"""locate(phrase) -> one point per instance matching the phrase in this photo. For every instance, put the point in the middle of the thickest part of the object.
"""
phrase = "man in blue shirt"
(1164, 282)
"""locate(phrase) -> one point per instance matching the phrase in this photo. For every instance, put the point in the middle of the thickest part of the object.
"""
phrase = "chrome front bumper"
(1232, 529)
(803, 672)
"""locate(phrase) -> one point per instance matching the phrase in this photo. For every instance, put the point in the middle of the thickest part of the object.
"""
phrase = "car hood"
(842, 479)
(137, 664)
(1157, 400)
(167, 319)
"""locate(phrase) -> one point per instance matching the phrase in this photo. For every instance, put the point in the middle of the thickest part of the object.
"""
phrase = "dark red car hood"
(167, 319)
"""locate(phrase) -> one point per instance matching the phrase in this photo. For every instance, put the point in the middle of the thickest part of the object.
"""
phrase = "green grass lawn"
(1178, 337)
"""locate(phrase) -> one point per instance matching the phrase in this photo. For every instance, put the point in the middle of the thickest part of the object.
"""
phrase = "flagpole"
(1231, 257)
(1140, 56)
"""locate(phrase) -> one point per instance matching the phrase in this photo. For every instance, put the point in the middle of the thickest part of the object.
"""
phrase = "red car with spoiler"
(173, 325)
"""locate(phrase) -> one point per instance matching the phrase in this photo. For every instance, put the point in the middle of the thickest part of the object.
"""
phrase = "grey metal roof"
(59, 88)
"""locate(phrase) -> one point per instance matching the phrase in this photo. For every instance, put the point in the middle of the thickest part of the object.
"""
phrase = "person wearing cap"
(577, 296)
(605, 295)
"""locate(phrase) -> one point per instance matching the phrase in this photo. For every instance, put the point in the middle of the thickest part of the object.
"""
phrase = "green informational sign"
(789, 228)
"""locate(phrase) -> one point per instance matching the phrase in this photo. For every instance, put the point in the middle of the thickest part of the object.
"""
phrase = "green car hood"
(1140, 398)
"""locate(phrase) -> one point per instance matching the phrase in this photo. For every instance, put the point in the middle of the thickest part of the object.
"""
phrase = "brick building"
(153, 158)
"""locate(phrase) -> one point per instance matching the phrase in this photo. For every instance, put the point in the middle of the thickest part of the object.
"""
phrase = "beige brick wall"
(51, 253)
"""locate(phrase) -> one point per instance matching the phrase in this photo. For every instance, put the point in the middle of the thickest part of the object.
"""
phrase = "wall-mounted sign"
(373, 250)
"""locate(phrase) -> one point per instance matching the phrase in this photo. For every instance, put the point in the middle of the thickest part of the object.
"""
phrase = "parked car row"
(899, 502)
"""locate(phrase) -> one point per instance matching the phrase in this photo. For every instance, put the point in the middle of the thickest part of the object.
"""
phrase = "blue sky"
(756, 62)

BRIEF
All the records, as written, must be given again.

SOLUTION BELOW
"""locate(phrase) -> one point per instance matching the phrase in this photo. For every instance, put the point in the middle of the thickest part of the object.
"""
phrase = "man in blue shirt"
(1164, 282)
"""locate(phrase) -> one point per instance matching the phrase in this photo. For every instance, put the point in the middle of the thickest part of the object.
"""
phrase = "chrome front bumper"
(1232, 529)
(803, 672)
"""locate(phrase) -> one point per instance matching the phrase in this photo. For every instance, put the point in the middle of the thickest part of the object.
"""
phrase = "car hood"
(842, 479)
(137, 664)
(1157, 400)
(167, 319)
"""locate(phrase) -> one point per instance matching the phrase in this photo. For every instance, put the point in the middle of the thickest part of the object.
"""
phrase = "dark red car hood"
(167, 319)
"""locate(phrase) -> one point per instance matching the phrase in this photo. For every instance, put the point in the middle of the thickest part of the object.
"""
phrase = "green grass lawn"
(1178, 337)
"""locate(phrase) -> one point per instance matching the phrase in this photo. For every instance, put the point in the middle of the thickest part of the object.
"""
phrase = "flagpole"
(1231, 257)
(1140, 56)
"""locate(phrase) -> one point per instance matching the phrase in this photo. For every instance, put the point in the middle of the thickest part of the object.
"""
phrase = "red car with spoiler"
(173, 325)
"""locate(phrase) -> one point per instance matching the phrase in this photo. For every instance, put the point in the middle of the thickest part of the object.
"""
phrase = "grey metal roof"
(59, 88)
"""locate(phrase) -> one point per instance matching the phrase in this photo. For every instance, put the point in the middle of the thickest part of the object.
"""
phrase = "person wearing cap"
(577, 296)
(605, 295)
"""locate(phrase) -> one point per instance matching the phrase in this photo. For every instance, put the point in the middle of the thickest part of the object.
"""
phrase = "green informational sign"
(789, 228)
"""locate(phrase) -> one point per instance matching the phrase in this photo. For every instance, put the point in the middle of the thickest part of the object.
"""
phrase = "green car hood"
(1140, 398)
"""locate(phrase) -> one point per instance matching the phrase in this photo. For every instance, put the point in the middle of the thickest part of the object.
"""
phrase = "brick building"
(153, 158)
"""locate(phrase) -> one point per instance matching the phrase in this photo. For every instance, put the point in the middle of the thickest part of the object.
"""
phrase = "beige brick wall"
(51, 253)
"""locate(phrase) -> one point per instance matching the phrase in this photo. For every instance, put the point in the middle of the thickest part of the object.
"""
phrase = "wall-mounted sign"
(373, 250)
"""locate(phrase) -> one point per instance matching the phrase in this photo. For every instance, put the point in the middle of the thickest part of the object.
"""
phrase = "parked car row"
(899, 502)
"""locate(phrase) -> one point per instance matching the phrase in this photo. For every instance, put the point in the middle of the thickest part of the object.
"""
phrase = "blue sky"
(756, 62)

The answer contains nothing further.